FK108 top cote, awesome stuff, spray on, wipe with an applicator or brush and leave to dry, it's not a greasy finish like some i have tried, also superb on tyres and lasts for ages, gives a neutral sheen look not shiny or matt, just right in my eyes.:thumb:


----------



## squeal (Mar 3, 2006)

Argee with donnyboy,AS Finish at 50:50 is the best,i carry supersheen also but find i have to wipe it afterwards,wth Finish u literally open the bonnet and its smearless.Also consider Nielsen's Choice dressing,very similar product,again spray n walk away.


----------



## Littler (Nov 8, 2010)

303!!


----------



## gerald bmw (Feb 25, 2009)

this is auto glym viynl n rubber


----------



## donnyboy (Oct 27, 2005)

phobia said:


> AG vinyl and rubber for me, yep it can be greasy but that doesnt stop you wiping over it with a microfibre, and at £6 you cant go wrong





phobia said:


> tried while the AS rep was present and thought it was tosh, too greasy and makes the engine bay look like a cheap finish....


Nothing like contradicting yourself. :thumb:

You'd rather pay £6 for a bottle..... instead of about £20 for a 5ltr bottle that you can dilute to about twice as much.


----------



## brocky (Mar 30, 2008)

303,worth every penny.


----------



## damien.wrl (Sep 29, 2010)

matt1263 said:


> AG
> 
> 303
> 
> WD40 (the 5L bottle trigger style rather than aerosol)


X2. Wiped on though not sprayed everywhere, use AG resin on the paintwork


----------

○ ○ ○ ○

TASK OBJECTIVE:
Reproduce the forum thread about engine bay dressings word for word, everything from "FK108 top cote, awesome" down to "(Mar 3, 2006)". Rely only on the forum thread about engine bay dressings.

○ ○ ○ ○

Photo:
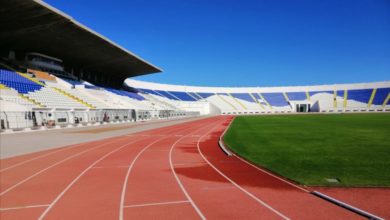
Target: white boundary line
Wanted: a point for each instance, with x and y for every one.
(79, 176)
(125, 183)
(234, 183)
(155, 204)
(122, 201)
(347, 206)
(23, 207)
(221, 143)
(53, 165)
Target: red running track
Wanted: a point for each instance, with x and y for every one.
(175, 172)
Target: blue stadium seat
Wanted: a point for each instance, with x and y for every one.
(275, 99)
(243, 96)
(126, 93)
(167, 95)
(182, 96)
(205, 94)
(18, 82)
(316, 92)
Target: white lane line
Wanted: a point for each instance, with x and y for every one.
(122, 201)
(23, 207)
(189, 164)
(79, 176)
(178, 180)
(266, 172)
(234, 183)
(108, 167)
(156, 204)
(53, 165)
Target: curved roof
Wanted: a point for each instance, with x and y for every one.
(34, 26)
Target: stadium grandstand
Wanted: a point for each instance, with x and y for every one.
(43, 85)
(134, 149)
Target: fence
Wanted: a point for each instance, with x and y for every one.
(37, 119)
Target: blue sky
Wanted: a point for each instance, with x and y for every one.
(247, 42)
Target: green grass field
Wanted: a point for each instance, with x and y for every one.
(354, 148)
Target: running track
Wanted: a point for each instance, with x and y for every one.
(175, 172)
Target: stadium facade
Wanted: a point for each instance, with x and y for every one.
(44, 85)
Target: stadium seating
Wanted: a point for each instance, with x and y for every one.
(381, 96)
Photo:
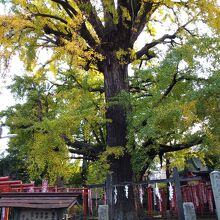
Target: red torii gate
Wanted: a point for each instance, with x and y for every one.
(7, 186)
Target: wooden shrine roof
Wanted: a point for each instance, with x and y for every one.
(38, 200)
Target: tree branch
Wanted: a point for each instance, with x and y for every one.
(87, 8)
(83, 148)
(177, 147)
(147, 47)
(67, 7)
(49, 16)
(145, 11)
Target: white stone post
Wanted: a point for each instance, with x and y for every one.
(189, 211)
(215, 181)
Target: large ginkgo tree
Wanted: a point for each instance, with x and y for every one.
(102, 37)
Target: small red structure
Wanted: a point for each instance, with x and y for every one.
(30, 200)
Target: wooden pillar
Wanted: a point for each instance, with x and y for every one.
(179, 200)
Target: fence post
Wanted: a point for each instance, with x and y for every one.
(179, 200)
(85, 202)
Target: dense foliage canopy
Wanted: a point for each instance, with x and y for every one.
(81, 98)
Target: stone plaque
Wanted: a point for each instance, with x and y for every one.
(103, 212)
(215, 181)
(189, 211)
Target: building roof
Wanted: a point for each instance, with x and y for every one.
(38, 200)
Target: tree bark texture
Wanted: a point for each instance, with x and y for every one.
(116, 81)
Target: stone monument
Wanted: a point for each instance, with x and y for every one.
(189, 211)
(215, 181)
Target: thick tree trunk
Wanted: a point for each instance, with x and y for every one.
(116, 81)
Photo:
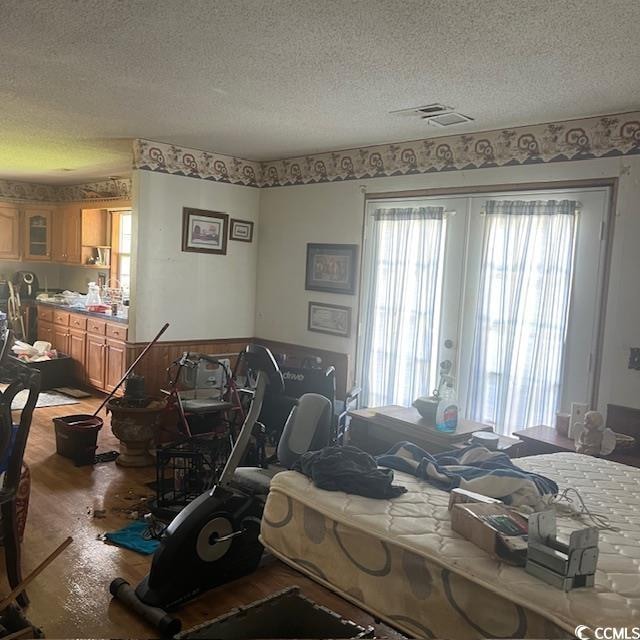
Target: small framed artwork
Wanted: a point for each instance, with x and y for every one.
(204, 231)
(329, 318)
(331, 267)
(241, 230)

○ ○ ○ ○

TASK SOLUTION:
FK108 top cote, awesome stuff, spray on, wipe with an applicator or brush and leave to dry, it's not a greasy finish like some i have tried, also superb on tyres and lasts for ages, gives a neutral sheen look not shiny or matt, just right in my eyes.:thumb:


----------



## squeal (Mar 3, 2006)